#### [Assigned task]
If a line of the records holds the word "foliage", copy it out.

[Referring expression grounding data]
===============

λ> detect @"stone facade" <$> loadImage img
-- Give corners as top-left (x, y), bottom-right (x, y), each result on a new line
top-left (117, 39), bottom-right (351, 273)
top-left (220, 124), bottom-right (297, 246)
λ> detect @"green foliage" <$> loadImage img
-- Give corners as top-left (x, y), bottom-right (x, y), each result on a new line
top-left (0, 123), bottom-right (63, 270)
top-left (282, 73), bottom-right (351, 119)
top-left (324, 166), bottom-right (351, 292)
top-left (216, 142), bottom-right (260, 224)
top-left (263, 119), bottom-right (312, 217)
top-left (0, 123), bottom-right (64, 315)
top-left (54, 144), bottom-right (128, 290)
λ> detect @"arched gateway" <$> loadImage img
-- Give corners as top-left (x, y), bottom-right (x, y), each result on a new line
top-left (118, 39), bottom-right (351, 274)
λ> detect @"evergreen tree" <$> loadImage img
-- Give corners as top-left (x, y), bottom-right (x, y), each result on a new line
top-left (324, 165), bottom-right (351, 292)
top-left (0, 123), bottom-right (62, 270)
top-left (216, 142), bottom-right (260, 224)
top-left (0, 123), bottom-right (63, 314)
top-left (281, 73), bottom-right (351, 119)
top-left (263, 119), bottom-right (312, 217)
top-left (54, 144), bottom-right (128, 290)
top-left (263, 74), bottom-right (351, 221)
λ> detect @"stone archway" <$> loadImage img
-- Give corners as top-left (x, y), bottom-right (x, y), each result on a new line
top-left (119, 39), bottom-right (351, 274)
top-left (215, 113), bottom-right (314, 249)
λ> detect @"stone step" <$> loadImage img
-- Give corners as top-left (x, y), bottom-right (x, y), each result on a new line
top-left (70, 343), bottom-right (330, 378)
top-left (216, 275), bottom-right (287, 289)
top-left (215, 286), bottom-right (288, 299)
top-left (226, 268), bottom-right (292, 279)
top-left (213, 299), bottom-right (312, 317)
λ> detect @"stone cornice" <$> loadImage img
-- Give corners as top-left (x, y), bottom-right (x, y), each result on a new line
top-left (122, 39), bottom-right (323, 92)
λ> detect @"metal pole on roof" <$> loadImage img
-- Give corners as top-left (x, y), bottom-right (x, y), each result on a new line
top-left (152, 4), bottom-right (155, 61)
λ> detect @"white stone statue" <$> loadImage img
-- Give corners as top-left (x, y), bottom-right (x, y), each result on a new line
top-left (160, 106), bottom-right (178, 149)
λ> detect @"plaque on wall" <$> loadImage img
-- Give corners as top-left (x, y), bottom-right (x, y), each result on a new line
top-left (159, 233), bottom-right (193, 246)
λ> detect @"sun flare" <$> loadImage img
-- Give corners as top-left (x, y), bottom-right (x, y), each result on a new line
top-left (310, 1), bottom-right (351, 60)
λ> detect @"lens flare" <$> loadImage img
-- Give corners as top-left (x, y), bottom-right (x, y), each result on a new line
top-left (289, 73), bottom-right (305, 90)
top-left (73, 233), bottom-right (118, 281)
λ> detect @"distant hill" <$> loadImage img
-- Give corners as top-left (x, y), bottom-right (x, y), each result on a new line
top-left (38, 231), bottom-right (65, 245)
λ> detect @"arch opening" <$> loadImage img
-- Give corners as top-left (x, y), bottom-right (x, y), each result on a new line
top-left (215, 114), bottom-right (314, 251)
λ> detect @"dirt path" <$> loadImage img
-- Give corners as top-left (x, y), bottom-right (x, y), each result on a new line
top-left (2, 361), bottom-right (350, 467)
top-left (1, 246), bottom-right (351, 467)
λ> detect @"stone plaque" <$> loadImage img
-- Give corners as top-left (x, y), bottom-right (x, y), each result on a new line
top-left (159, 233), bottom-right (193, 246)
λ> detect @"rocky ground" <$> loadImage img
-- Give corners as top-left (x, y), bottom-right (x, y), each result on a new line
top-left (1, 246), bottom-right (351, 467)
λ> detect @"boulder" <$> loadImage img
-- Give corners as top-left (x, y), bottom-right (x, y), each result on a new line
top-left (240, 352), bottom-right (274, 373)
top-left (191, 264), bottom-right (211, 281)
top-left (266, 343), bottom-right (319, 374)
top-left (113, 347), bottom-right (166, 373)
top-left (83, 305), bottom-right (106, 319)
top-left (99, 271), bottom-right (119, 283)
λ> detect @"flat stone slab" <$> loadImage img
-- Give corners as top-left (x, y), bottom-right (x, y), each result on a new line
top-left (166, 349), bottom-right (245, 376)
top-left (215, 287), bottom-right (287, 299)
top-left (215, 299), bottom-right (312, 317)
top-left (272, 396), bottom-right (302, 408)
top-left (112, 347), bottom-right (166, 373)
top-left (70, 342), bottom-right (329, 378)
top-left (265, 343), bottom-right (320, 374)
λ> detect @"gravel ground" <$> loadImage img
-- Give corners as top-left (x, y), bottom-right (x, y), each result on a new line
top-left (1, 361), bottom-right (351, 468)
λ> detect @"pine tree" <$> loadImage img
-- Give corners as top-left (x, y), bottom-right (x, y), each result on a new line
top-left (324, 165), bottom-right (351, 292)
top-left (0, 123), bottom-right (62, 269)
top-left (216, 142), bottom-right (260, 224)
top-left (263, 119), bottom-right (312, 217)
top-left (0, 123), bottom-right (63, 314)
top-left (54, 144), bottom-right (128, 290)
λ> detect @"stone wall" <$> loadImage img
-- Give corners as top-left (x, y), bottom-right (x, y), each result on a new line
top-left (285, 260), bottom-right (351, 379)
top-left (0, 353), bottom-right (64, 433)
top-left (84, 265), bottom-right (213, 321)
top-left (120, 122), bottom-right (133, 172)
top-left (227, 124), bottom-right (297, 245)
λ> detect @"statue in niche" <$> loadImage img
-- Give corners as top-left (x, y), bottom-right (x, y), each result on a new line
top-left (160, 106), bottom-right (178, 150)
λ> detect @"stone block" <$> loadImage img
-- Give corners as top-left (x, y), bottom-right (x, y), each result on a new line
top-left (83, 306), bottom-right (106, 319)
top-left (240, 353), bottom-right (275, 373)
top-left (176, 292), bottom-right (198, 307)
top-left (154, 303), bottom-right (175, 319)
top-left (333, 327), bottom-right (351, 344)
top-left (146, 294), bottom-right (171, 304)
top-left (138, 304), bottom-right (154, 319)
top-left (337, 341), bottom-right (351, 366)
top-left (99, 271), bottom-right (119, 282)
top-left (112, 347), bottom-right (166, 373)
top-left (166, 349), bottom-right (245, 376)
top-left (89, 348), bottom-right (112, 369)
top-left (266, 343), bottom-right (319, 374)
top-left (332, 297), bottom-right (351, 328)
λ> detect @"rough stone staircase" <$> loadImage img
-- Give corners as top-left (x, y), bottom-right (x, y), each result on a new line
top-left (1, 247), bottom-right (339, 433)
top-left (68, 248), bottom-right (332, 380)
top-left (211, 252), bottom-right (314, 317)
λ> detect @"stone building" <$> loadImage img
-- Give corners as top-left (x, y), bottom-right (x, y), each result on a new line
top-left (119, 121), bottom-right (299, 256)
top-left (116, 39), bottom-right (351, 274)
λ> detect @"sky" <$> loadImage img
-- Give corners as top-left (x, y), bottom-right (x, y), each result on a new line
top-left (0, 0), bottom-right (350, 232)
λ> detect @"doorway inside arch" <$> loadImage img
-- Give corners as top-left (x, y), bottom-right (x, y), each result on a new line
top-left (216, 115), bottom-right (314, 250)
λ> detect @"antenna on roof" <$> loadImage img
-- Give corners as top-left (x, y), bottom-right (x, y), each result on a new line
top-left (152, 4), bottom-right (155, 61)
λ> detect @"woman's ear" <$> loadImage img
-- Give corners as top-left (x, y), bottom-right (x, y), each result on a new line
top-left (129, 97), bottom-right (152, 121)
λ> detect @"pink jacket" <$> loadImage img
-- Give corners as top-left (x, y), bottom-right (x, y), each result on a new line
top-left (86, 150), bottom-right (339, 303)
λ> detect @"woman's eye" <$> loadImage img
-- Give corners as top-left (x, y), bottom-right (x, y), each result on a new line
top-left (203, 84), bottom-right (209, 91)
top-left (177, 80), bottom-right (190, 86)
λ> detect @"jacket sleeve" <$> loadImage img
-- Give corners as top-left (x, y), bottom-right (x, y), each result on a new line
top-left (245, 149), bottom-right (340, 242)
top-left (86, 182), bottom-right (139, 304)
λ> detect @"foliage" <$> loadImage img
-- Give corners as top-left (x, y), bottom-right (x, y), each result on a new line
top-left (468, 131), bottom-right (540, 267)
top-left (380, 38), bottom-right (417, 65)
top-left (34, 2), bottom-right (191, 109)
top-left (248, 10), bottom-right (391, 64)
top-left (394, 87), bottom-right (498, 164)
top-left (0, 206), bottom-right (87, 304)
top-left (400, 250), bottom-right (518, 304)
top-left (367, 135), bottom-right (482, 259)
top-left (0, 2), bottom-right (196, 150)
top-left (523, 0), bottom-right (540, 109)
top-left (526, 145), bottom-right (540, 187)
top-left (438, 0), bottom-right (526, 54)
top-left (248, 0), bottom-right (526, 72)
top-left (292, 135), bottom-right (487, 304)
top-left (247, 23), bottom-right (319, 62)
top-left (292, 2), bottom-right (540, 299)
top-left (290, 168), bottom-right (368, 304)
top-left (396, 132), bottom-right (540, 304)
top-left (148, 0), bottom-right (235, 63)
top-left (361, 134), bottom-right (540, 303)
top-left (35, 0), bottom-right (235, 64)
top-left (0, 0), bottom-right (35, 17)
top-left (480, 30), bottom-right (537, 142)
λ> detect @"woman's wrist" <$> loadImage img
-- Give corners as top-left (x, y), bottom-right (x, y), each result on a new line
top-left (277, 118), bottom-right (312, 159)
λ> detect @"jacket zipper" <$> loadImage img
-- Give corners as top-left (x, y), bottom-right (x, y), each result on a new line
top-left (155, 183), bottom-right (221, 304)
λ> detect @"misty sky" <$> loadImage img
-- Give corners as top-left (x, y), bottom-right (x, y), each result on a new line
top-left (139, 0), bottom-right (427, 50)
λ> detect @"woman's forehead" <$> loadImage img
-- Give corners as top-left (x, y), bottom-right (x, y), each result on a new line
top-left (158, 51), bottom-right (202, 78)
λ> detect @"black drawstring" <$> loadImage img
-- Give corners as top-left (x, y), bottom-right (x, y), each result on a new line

===============

#### [Finished task]
λ> detect @"green foliage" <$> loadImage img
λ> detect @"foliage" <$> loadImage img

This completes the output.